_The request_:
Please shift every coordinate by 104 in the stretch from the line containing "Annotation guideline: for every instance of the grass" through the end of the records, and write out every line of that stretch again with the new values. Leave out all other lines.

====== Data for this exercise ======

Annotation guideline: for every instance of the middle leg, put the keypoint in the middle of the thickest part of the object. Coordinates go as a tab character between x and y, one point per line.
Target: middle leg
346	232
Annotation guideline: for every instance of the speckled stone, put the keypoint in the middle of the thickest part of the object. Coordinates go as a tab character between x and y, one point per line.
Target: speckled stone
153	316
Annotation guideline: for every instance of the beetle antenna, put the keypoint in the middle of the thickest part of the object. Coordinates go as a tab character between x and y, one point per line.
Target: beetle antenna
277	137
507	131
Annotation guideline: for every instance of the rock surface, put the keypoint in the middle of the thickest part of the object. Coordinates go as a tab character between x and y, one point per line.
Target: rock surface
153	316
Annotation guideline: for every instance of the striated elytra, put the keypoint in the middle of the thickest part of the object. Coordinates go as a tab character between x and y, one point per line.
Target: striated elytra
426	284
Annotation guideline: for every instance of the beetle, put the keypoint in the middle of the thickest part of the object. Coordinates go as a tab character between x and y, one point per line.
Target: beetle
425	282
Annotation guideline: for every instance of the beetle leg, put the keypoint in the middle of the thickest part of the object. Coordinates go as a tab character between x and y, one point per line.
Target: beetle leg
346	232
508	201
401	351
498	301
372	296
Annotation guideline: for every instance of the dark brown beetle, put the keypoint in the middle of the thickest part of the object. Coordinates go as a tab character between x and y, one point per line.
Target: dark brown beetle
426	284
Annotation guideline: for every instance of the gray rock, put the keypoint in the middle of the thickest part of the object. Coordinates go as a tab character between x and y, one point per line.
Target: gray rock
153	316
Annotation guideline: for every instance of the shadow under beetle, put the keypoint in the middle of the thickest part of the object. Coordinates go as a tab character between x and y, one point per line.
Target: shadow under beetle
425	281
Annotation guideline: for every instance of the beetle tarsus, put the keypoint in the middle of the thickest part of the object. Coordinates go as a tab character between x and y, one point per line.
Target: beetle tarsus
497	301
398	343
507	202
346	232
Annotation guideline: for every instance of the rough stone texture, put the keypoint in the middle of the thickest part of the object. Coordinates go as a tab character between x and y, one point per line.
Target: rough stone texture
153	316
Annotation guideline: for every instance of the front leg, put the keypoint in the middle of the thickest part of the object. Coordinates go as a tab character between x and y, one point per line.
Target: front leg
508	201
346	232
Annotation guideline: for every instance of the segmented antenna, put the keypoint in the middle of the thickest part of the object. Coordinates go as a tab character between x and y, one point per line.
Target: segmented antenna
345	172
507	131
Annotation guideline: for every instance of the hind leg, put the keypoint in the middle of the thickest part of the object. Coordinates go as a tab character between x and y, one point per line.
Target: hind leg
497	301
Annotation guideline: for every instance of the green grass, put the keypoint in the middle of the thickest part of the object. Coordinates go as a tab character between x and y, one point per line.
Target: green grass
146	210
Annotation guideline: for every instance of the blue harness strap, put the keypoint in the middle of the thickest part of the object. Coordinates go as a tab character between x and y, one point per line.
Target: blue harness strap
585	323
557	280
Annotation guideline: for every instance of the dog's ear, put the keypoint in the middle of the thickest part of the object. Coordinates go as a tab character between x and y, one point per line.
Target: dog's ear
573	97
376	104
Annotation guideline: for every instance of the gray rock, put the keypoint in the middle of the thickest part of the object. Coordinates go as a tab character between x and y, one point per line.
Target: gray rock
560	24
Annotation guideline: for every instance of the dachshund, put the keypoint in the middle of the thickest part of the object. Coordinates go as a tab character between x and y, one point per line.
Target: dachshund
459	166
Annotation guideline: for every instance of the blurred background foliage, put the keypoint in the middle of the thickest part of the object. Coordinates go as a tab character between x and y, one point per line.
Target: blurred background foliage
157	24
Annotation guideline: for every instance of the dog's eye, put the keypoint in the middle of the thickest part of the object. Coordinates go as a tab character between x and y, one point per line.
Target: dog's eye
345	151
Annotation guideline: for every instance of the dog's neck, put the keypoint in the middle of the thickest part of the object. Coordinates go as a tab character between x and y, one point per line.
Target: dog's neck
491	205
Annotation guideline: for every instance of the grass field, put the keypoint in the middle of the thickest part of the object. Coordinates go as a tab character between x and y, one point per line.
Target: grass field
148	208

======

_Response to the task_:
Annotation guideline: for every instance of the grass field, put the keypoint in the middle of the thickest part of the object. Coordinates go as a tab character between x and y, one point per line.
Target: grass field
252	312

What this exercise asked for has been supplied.